Given passage -
An R Introduction to Statistics

Estimated Simple Regression Equation

If we choose the parameters α and β in the simple linear regression model so as to minimize the sum of squares of the error term ϵ, we will have the so called estimated simple regression equation. It allows us to compute fitted values of y based on values of x.

ˆy = a+ bx

Problem

Apply the simple linear regression model for the data set faithful, and estimate the next eruption duration if the waiting time since the last eruption has been 80 minutes.

Solution

We apply the lm function to a formula that describes the variable eruptions by the variable waiting, and save the linear regression model in a new variable eruption.lm.

> eruption.lm = lm(eruptions ~ waiting, data=faithful)

Then we extract the parameters of the estimated regression equation with the coefficients function.

> coeffs = coefficients(eruption.lm); coeffs 
(Intercept)     waiting 
  -1.874016    0.075628

We now fit the eruption duration using the estimated regression equation.

Task -
Carry the regression text forward from its last sentence. The data that comes next has no connection to the regression text.

Collected data -
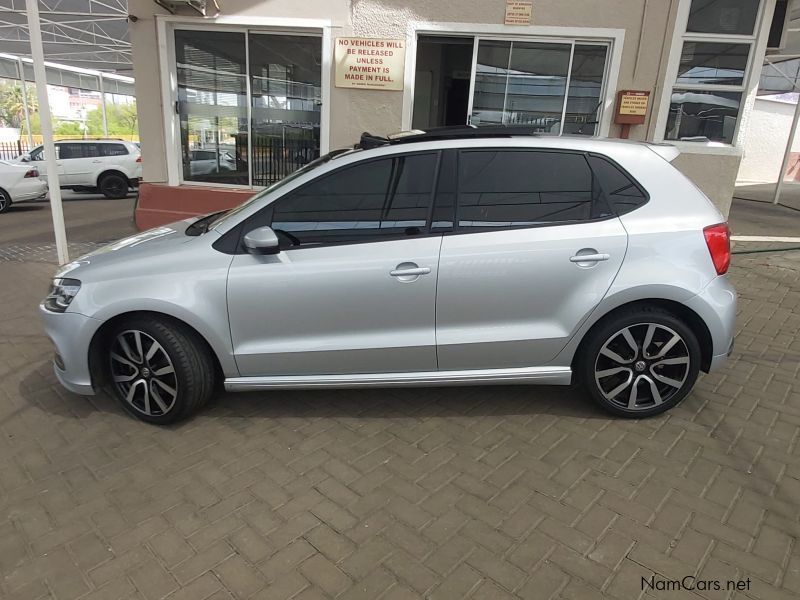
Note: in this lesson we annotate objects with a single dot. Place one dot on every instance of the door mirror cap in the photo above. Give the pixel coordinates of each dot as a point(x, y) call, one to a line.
point(262, 241)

Exercise answer -
> waiting = 80           # the waiting time 
> duration = coeffs[1] + coeffs[2]*waiting 
> duration 
(Intercept) 
     4.1762

Answer

Based on the simple linear regression model, if the waiting time since the last eruption has been 80 minutes, we expect the next one to last 4.1762 minutes.

Alternative Solution

We wrap the waiting parameter value inside a new data frame named newdata.

> newdata = data.frame(waiting=80) # wrap the parameter

Then we apply the predict function to eruption.lm along with newdata.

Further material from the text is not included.